> **The request**: Copy the rows from the line containing "unit in the image above." through the line containing "260 235 314 296", both included, and shift each bounding-box coordinate in the answers by adding 25 to it. Leave all other lines in that span unchanged.

> **Input for this task**:
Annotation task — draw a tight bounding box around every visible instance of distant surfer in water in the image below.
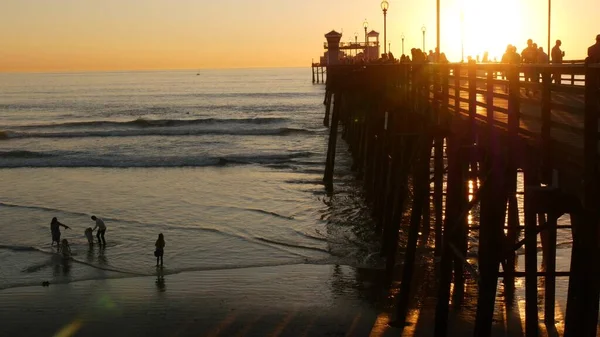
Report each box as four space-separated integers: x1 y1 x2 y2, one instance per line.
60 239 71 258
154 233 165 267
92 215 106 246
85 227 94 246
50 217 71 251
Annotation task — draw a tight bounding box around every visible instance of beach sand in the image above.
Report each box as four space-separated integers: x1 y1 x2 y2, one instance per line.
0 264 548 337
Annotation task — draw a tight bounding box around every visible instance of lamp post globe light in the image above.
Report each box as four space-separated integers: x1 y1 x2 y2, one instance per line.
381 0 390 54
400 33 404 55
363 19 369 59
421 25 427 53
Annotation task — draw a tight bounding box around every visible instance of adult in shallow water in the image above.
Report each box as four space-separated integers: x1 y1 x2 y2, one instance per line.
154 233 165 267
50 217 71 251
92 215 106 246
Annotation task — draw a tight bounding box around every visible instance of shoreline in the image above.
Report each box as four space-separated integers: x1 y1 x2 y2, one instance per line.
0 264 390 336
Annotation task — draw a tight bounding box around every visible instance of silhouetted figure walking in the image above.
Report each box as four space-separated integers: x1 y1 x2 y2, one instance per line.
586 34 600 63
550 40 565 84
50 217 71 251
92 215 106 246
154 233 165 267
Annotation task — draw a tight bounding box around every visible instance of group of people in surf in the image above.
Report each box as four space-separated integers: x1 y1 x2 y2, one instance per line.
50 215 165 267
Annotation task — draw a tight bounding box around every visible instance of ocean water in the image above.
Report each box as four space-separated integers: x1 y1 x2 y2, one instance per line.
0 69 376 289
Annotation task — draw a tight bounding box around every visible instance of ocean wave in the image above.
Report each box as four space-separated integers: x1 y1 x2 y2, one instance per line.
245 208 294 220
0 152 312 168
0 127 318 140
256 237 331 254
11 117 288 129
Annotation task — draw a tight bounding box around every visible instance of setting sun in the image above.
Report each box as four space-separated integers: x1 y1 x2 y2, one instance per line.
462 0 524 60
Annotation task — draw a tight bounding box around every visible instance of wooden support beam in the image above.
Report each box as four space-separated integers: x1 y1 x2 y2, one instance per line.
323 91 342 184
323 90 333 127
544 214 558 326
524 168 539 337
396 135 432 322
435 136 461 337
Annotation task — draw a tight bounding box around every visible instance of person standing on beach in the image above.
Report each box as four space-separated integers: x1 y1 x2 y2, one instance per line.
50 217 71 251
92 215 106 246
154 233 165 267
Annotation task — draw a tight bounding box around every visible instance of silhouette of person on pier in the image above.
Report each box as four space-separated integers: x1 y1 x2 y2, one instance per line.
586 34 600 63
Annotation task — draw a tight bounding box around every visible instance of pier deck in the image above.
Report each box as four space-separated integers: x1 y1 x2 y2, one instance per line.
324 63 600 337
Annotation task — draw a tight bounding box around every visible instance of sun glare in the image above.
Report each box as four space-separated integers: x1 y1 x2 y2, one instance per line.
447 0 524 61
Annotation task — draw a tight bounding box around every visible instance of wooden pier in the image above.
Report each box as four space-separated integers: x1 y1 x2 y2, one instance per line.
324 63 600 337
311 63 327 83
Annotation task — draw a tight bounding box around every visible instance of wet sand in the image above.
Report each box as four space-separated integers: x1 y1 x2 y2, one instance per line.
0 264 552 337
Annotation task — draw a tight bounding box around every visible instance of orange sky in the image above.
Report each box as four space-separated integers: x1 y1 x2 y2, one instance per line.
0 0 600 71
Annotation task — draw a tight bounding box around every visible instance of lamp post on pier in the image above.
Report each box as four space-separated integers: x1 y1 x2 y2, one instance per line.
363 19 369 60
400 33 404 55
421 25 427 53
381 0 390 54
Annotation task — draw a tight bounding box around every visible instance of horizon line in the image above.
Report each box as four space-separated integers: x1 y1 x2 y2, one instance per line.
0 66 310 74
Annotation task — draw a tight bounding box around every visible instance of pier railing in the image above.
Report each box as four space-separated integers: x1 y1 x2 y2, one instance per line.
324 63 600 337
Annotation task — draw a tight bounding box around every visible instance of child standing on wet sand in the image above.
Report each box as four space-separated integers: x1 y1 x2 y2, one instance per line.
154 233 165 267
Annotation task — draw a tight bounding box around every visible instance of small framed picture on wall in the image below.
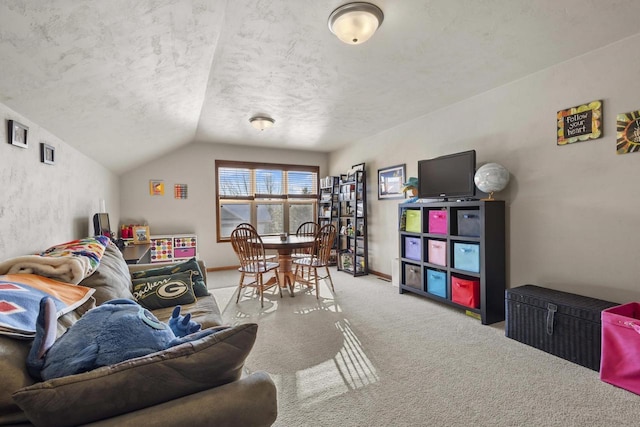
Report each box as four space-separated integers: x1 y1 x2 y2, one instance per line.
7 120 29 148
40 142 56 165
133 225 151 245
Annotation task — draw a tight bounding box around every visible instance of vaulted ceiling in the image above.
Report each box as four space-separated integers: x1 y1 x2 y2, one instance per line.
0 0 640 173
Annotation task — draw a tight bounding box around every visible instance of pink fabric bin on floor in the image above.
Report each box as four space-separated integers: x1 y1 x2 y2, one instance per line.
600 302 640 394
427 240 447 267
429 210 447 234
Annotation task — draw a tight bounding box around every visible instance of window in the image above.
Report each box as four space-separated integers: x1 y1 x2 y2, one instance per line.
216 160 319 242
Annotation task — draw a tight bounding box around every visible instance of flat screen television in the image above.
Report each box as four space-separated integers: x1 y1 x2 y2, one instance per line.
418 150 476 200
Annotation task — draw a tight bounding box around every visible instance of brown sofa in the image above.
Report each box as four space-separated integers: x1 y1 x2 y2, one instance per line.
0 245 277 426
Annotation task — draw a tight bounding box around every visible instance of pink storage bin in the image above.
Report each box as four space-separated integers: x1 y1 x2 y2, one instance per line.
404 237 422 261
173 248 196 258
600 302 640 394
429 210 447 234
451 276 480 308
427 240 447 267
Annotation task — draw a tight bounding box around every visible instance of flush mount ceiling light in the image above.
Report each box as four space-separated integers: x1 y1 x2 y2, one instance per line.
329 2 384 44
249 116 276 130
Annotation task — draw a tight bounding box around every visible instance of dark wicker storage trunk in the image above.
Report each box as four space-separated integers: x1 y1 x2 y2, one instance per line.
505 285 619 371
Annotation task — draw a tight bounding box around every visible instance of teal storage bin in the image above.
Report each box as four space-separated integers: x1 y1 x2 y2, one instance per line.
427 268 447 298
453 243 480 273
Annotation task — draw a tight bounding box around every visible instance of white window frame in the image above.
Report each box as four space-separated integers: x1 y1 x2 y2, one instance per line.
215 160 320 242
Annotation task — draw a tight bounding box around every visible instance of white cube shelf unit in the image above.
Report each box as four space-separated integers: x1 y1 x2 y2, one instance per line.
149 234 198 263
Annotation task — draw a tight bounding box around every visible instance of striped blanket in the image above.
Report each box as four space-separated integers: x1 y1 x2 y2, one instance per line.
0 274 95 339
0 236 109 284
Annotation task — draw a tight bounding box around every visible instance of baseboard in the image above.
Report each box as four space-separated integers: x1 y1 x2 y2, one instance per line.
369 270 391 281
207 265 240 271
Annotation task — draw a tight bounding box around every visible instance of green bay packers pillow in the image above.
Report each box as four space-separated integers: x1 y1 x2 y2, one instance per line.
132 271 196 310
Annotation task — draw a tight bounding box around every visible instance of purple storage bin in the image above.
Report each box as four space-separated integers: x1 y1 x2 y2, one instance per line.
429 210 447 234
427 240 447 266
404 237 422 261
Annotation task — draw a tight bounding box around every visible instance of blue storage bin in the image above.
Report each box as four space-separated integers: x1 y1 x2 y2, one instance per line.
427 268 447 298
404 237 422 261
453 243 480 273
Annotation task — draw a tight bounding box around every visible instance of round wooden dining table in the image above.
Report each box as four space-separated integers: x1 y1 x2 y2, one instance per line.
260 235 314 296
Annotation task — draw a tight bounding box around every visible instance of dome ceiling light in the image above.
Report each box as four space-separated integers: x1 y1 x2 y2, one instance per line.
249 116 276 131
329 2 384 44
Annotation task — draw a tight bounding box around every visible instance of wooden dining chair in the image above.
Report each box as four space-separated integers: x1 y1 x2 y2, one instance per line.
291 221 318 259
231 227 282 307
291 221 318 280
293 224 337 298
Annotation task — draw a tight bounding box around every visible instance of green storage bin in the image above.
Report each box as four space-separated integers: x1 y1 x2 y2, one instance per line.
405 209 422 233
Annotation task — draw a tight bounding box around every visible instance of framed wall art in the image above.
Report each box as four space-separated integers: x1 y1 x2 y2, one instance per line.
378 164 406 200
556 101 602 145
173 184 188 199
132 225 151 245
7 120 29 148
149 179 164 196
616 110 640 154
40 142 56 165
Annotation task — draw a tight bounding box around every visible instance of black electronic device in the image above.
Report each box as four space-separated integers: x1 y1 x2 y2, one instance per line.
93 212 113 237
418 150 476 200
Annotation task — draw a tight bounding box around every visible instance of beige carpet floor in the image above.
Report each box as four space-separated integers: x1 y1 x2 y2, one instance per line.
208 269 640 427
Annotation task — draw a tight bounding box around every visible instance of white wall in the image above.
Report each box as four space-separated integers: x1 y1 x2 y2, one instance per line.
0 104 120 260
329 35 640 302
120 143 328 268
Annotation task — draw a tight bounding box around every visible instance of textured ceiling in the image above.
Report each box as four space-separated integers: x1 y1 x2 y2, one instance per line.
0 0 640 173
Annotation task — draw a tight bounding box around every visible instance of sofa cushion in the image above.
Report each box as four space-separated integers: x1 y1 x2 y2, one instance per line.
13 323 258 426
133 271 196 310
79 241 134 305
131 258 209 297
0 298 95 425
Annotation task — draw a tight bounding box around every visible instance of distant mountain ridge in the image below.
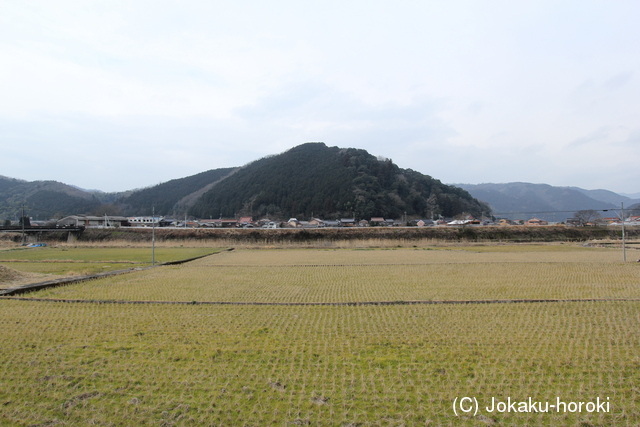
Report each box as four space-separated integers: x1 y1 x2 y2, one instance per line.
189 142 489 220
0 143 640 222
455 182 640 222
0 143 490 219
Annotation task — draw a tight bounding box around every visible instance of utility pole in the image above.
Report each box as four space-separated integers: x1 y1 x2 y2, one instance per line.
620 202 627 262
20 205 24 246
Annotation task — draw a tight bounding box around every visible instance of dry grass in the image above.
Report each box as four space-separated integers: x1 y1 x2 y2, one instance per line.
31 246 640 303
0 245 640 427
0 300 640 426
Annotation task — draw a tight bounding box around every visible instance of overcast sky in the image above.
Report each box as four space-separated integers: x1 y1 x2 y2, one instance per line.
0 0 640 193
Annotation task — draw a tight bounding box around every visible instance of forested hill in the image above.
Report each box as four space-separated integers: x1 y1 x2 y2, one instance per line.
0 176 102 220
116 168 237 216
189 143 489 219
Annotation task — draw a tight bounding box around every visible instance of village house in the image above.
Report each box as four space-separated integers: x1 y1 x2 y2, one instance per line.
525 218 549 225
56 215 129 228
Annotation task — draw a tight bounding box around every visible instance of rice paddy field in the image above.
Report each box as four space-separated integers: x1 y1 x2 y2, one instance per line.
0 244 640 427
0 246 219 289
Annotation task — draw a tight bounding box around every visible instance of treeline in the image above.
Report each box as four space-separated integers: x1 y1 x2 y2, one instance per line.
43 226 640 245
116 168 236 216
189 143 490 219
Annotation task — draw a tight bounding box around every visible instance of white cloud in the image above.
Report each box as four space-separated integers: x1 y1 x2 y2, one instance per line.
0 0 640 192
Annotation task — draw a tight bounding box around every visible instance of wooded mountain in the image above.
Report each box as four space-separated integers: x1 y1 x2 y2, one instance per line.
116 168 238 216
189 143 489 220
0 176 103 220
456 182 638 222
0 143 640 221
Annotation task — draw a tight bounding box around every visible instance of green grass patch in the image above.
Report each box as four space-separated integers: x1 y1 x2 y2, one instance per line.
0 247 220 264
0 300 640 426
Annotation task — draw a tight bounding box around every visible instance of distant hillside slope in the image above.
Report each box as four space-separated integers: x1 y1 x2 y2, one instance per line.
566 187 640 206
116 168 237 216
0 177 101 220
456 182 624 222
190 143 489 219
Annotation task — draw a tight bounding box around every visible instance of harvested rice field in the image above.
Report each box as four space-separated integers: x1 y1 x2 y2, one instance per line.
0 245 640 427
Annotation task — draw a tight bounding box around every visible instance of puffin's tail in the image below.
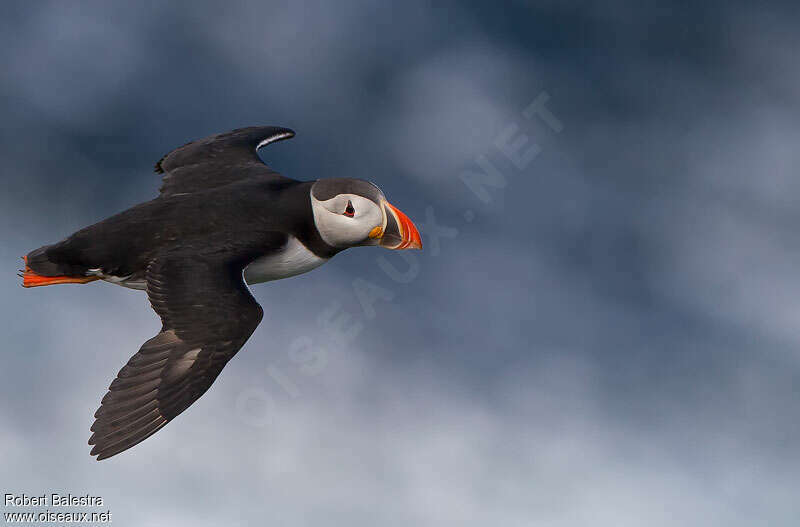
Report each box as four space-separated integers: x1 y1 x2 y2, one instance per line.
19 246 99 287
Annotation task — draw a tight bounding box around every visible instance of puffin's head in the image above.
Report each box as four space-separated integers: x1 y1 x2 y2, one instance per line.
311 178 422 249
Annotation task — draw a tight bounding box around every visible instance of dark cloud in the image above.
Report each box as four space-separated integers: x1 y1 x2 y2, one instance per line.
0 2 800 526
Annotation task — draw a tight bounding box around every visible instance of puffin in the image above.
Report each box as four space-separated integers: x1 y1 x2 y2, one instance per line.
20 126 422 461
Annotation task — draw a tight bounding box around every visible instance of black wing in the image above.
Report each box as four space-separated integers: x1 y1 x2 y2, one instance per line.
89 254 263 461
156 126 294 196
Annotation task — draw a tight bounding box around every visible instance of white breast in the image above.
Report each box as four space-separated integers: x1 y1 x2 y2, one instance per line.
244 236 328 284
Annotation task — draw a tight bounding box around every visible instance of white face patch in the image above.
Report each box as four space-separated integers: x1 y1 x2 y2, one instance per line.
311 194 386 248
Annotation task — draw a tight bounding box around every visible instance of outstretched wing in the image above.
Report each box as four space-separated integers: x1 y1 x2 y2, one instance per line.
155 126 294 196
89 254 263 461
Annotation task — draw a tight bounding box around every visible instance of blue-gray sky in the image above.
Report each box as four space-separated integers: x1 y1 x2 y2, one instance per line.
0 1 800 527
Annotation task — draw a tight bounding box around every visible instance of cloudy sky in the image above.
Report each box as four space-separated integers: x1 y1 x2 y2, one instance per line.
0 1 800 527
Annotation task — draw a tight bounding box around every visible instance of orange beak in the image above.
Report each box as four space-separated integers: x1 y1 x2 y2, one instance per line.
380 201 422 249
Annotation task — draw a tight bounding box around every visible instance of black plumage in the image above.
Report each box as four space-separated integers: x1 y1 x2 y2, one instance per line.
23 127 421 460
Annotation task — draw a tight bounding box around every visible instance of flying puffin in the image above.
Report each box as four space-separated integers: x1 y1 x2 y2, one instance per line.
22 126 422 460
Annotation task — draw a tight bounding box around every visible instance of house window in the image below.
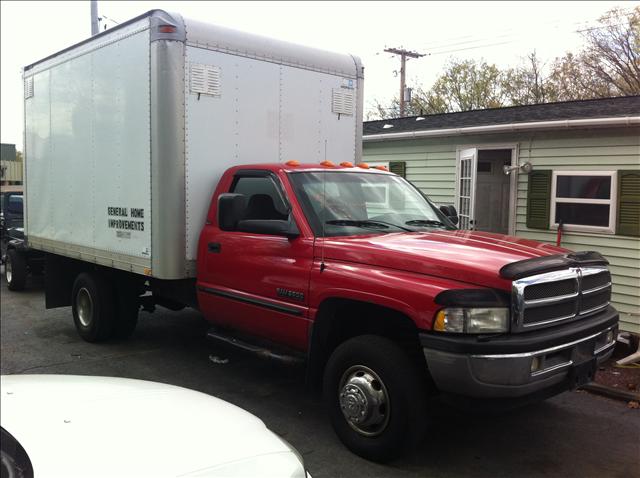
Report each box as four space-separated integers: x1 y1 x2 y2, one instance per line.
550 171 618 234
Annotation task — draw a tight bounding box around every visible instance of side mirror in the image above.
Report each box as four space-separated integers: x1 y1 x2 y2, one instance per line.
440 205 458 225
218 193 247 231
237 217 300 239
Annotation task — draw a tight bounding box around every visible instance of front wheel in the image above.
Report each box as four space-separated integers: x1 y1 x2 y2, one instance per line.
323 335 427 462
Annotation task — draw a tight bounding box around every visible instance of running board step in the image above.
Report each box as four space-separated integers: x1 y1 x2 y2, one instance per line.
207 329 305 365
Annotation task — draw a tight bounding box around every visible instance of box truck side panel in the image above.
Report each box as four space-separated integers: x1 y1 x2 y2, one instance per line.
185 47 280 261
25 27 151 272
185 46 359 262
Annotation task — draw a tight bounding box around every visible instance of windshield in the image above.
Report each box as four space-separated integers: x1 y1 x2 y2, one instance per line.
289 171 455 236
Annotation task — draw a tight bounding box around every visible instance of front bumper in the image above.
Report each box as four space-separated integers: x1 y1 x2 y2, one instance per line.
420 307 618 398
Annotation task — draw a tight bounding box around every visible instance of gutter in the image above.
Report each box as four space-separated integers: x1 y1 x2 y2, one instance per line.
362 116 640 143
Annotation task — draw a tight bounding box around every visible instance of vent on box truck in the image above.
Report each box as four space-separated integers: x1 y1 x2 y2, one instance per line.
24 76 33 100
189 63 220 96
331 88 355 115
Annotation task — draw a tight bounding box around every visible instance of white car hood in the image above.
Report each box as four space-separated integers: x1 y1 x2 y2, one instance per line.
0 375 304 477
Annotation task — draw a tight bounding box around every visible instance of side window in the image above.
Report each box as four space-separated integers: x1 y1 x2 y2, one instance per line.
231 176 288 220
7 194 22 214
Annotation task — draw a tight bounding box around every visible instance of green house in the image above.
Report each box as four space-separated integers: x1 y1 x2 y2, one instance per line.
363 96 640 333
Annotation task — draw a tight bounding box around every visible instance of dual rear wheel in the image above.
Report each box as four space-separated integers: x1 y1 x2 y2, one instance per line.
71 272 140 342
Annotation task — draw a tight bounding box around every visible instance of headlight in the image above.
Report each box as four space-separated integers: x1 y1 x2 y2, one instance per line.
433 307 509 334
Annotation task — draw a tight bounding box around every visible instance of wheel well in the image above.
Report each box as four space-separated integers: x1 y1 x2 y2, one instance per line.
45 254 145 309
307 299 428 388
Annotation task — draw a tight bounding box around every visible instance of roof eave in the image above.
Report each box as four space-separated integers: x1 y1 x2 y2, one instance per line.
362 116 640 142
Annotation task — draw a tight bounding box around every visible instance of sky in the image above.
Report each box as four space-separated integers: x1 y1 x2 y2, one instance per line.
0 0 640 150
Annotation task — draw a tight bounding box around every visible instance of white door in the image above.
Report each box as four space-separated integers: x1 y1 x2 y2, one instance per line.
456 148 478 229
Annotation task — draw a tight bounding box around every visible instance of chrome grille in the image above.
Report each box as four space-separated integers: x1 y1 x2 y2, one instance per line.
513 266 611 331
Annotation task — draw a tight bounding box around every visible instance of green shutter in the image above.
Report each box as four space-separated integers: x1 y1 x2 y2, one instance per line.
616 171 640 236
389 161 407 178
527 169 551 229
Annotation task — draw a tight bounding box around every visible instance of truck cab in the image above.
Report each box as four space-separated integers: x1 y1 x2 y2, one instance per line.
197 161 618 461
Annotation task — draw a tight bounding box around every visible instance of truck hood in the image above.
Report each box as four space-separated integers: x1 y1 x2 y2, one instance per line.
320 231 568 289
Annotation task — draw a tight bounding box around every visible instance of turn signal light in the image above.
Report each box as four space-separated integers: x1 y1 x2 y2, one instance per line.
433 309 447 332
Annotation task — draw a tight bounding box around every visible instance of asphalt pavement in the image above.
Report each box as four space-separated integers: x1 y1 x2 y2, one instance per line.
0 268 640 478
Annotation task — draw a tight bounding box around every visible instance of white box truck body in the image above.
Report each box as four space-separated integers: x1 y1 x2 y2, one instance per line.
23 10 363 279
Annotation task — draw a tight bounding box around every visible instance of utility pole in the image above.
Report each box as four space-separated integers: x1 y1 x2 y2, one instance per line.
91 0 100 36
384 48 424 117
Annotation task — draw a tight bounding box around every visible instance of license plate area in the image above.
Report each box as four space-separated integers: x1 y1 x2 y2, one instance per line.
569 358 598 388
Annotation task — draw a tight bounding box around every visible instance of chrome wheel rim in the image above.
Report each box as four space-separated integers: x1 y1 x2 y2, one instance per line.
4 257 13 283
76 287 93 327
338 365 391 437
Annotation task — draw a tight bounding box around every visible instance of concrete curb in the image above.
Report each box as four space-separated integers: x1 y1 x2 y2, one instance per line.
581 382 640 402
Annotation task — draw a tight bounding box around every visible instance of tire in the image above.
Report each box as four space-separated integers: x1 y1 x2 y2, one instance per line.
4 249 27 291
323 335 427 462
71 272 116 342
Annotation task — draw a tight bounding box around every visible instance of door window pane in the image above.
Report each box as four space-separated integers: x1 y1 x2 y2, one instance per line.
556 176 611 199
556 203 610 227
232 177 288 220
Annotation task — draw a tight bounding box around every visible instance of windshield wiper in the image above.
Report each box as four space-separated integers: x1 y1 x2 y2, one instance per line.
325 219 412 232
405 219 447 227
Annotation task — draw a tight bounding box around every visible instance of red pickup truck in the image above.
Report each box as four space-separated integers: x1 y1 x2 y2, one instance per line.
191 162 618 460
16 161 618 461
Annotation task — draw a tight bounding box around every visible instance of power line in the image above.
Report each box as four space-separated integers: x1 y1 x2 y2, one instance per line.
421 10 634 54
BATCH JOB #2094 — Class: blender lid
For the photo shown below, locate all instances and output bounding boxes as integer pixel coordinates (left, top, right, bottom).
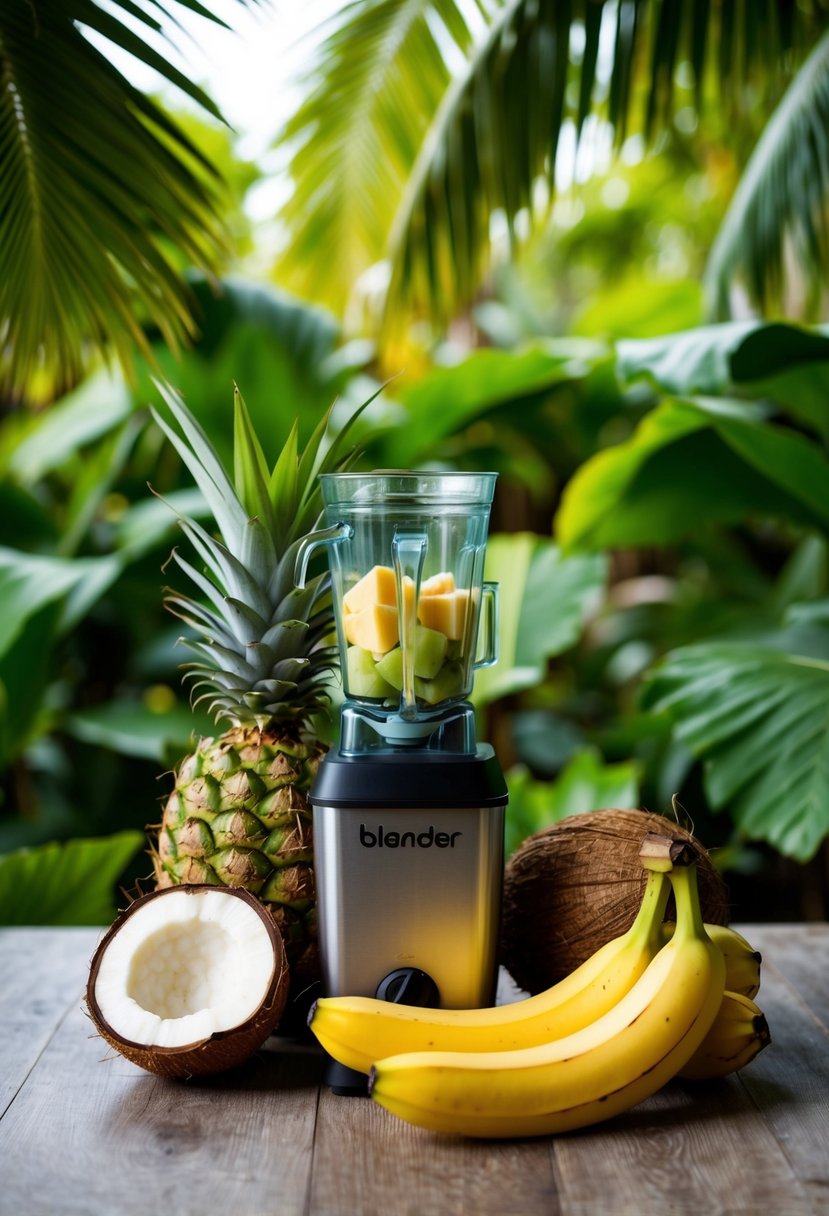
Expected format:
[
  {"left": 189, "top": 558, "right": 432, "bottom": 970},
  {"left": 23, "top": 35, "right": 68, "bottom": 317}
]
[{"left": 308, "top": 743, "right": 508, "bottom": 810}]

> **Output of the exercise**:
Annotation task — draw a tight bounding box around every visible instance of white cube shelf unit in the image above.
Report each box as four space-separated integers: x1 y1 x2 y2, one instance per line.
174 259 223 288
Annotation task — draw a tight bounding box around every visible instance of striped blanket in the image above.
Report each box as four space-separated integers: x1 y1 x2 y2, one instance per line.
25 299 120 364
25 261 134 309
Annotation task — draw a tight bounding box around every visible instance of baseboard in the image above.
Report each box as four space-separated integers: x1 y1 x2 y2, one instance per line.
394 295 416 306
232 290 265 296
Annotation task — draw a tight bounding box around every visible instance of green bay packers pillow in the image above.
Report each box as four space-separated integers: x1 y1 x2 y2, one instance per line.
157 296 221 335
Annotation task — draw a tight bounding box around every visible instance of purple storage bin in the image above.
Report each box as four space-separated integers: x1 y1 x2 y2, one instance per line.
454 235 472 259
452 265 472 291
429 262 447 286
Annotation task — draw a tight bounding box around every visible instance of blue storage bin in the image above.
Report each box as four space-separated integers: x1 y1 x2 y2, one instance per line.
452 293 472 323
429 262 447 286
478 268 505 298
Annotation task — draw a tight bounding box around every visible instance of round wooden dining table in the image above.
Report each box as four space-separated integers: x1 y1 x2 y2, one instance per line.
285 260 339 321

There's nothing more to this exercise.